Output the lines below as a numbered list, omitting any blank lines.

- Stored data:

>>>>

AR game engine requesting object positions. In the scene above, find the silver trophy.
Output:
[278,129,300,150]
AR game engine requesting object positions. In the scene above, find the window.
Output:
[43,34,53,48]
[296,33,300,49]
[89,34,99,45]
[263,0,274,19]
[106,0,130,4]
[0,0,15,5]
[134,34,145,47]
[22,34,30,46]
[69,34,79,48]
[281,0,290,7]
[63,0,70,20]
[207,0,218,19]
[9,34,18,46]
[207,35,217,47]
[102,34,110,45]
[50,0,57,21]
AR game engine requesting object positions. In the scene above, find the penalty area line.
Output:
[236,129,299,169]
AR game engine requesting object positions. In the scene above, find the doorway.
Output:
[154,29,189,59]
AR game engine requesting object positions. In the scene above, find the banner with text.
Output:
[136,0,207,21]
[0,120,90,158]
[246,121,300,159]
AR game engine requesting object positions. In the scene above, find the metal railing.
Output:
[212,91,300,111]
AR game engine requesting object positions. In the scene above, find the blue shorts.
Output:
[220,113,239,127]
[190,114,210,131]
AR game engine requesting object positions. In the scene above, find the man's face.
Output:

<<<<

- SOLUTION:
1. AR game engine requesting object positions. In the scene above, find the silver trophy.
2. Output:
3. [278,129,300,150]
4. AR game engine requesting object positions. In the scene above, find the window.
5. Output:
6. [43,34,53,48]
7. [296,33,300,49]
8. [89,34,99,45]
9. [263,0,274,19]
10. [106,0,130,4]
11. [0,0,15,5]
12. [134,34,145,47]
13. [22,34,30,46]
14. [69,34,79,48]
15. [281,0,290,7]
16. [63,0,70,20]
17. [207,0,218,19]
18. [9,34,18,46]
19. [207,35,217,47]
20. [102,34,110,45]
21. [50,0,57,21]
22. AR game engine requesting object positions. In the scene above, find the penalty area line.
23. Output:
24. [236,129,299,169]
25. AR game engine requesting object positions. In the scene above, find the doorway.
26. Output:
27. [154,29,189,59]
28. AR game engine requesting object positions. In the scene above, find the banner with text.
29. Output:
30. [136,0,207,21]
31. [0,120,90,158]
32. [246,121,300,159]
33. AR game engine requesting object positions. In the scene above, find the metal railing.
34. Output:
35. [212,91,300,111]
36. AR game engine requesting object positions. In the scene above, find the blue shorts.
37. Output:
38. [220,113,239,127]
39. [190,114,210,131]
40. AR game engine requesting object positions. In the scene above, find the man's face.
41. Output:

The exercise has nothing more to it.